### Brief
An exact, complete copy of the entries below is required, minus any pictures.
Start of The records
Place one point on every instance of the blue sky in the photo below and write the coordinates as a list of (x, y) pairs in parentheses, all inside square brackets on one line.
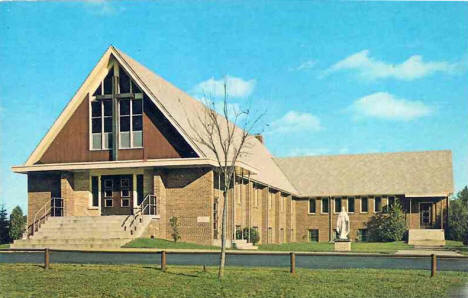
[(334, 77)]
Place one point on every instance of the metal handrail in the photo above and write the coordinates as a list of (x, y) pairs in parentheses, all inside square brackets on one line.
[(148, 205), (55, 207)]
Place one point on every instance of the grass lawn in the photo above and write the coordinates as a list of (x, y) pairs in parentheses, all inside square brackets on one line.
[(19, 280), (384, 247), (163, 244)]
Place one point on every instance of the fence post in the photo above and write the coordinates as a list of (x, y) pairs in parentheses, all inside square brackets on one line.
[(46, 258), (433, 265), (163, 261), (292, 261)]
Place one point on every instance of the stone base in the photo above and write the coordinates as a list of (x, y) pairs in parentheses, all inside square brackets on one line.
[(343, 245)]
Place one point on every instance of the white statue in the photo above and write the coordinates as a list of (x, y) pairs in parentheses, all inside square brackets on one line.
[(342, 225)]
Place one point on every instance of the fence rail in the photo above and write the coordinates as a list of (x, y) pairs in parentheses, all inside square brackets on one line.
[(292, 260)]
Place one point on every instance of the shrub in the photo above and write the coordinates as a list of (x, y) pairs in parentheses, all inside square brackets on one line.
[(386, 227), (175, 228), (17, 223)]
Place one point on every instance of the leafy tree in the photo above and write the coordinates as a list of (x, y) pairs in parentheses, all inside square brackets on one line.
[(458, 217), (4, 227), (17, 223), (175, 228), (387, 227)]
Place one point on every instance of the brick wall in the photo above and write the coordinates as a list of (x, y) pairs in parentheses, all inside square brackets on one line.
[(41, 187), (189, 196)]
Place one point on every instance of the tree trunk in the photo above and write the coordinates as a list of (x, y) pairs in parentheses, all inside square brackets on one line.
[(223, 236)]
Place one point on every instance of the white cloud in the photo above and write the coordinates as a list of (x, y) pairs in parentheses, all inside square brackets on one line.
[(413, 68), (295, 121), (305, 65), (236, 87), (103, 7), (386, 106)]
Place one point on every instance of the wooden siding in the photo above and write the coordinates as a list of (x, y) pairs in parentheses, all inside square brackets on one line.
[(160, 140)]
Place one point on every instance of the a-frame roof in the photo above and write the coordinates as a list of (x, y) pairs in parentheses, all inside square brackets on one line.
[(177, 106)]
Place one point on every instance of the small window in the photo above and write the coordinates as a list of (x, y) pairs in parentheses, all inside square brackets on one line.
[(364, 205), (391, 202), (313, 235), (95, 191), (125, 183), (325, 205), (125, 202), (378, 204), (108, 202), (338, 205), (312, 206), (139, 189), (362, 235), (351, 205)]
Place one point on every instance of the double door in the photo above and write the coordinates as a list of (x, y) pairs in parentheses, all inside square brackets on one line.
[(117, 195)]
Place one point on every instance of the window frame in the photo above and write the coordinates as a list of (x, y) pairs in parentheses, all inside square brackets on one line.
[(321, 205), (315, 206), (367, 199), (310, 234), (381, 204), (131, 115)]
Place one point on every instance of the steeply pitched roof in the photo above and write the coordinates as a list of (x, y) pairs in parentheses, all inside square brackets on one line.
[(184, 110), (180, 109), (410, 173)]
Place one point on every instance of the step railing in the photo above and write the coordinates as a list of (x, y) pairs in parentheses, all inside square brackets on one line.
[(148, 206), (55, 207)]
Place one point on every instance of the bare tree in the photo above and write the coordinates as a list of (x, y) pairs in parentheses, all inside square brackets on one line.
[(227, 136)]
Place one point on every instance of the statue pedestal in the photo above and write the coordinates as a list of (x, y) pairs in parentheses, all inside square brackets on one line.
End of The records
### Task solution
Place one point on every instance of the blue sky in the photo below and write the coordinates as a list of (x, y) pairs in parentheses, all inside square brackets on one line.
[(334, 77)]
Place one point on every instance of the metal handrail in the photo above and write the coordinates as a list of (x, y) pairs in parentheses, all inside square brackets on one line.
[(148, 205), (55, 207)]
Place one point on every instance of the grass lawn in the photo above and write the coordinates as a list of (x, y) pairs in parentheses, all inside square brackets on one line.
[(19, 280), (384, 247), (163, 244)]
Place one point on every instance of the fence post in the photo above and write the coordinates as a list of (x, y) pairs in parentheses, all inside square brackets on one line.
[(46, 258), (433, 265), (163, 261), (292, 261)]
Place one point on every instance of the stone base in the photo above and write the coordinates as a list of (x, y) pairs in parentheses, all inside square brackets on one line.
[(343, 245)]
Place one point on every instance of the white statue in the photo above and write the coordinates as a list of (x, y) pairs in parentheses, all inside square brackets on one line.
[(342, 225)]
Place one point on every instance of the fence rail in the photo above and write the coordinates as a list of (x, y) pairs in parentheses, all inside square brackets on one line.
[(292, 260)]
Place one point on every instance of the shrub in the photo above and write the coordinates as a list of (x, y) pairs in parentheses, all inside square brackets on one line.
[(386, 227), (175, 228), (17, 223)]
Place one point on every instance of the leafy tree in the photo above and write the coordinates as a list of (x, y) pairs in parentheses, all inside square brackets on one line.
[(458, 217), (4, 227), (17, 223), (175, 228), (387, 227)]
Place one point on every instance of the brick wall in the photo above and write the coordinates as a list of (x, y) pairs in parentheses, all inside square brackets on one line.
[(41, 187), (189, 196)]
Place one point on every instance of the tree trunk in the photo above and write the coordinates as a list of (x, y) pairs in parentheses, all inside square brackets on one line.
[(223, 236)]
Place one point on every instance of the white cloud in the photo above and write the coordinates as a list of (x, y) pairs in parentheses, all inside square brackets on one line.
[(413, 68), (295, 121), (305, 65), (236, 87), (103, 7), (386, 106)]
Place one point on every instance of the wooden siding in the photo above and write the coordinates as a list of (x, y) pairs in parentheses, all inside square brackets on one line.
[(160, 140)]
Place one point on every instance of the a-frame roof in the photo above and write the coordinates as a list of (x, y) pairs in parentheses, all inside square brackets on one line.
[(177, 106)]
Place one point on every instance of the small window in the photo above and write the coordinates as a list of (x, y) pairs in parentheses, all inside square brackets on one line.
[(364, 205), (391, 202), (313, 235), (95, 191), (125, 183), (325, 205), (125, 202), (378, 204), (108, 202), (338, 205), (312, 206), (139, 189), (362, 235), (351, 205)]
Place one point on every instance of the double door in the photo above and write the coordinates as a list of (x, y) pairs in parentheses, all inside square brackets on one line.
[(117, 195)]
Place one point on every instance of the window frame in the photo above and write the coordinates as a list of (x, y) pairs in parentheses, all inside square brackets on one line.
[(321, 205), (315, 206), (367, 199), (310, 234), (381, 204), (131, 115)]
Place one point on every instance of the steeply pitched roof in the photo above and write the coordinates as a list of (x, y) pairs in parentheses, all inside square brackets on one line.
[(184, 110), (180, 109), (410, 173)]
Place one point on every instance of the step railing in the photo above and write the coordinates as a list of (x, y) pairs in parentheses, all inside square brackets on one line.
[(148, 206), (55, 207)]
Place one point on every instance of the bare tree in the photo above and write the coordinates as a list of (x, y) pairs in parentheses, all inside square brackets on one line.
[(227, 136)]
Place one point on every instance of the statue pedestal in the photo above and write the coordinates as a list of (x, y) pairs in parentheses, all inside square brackets on one line.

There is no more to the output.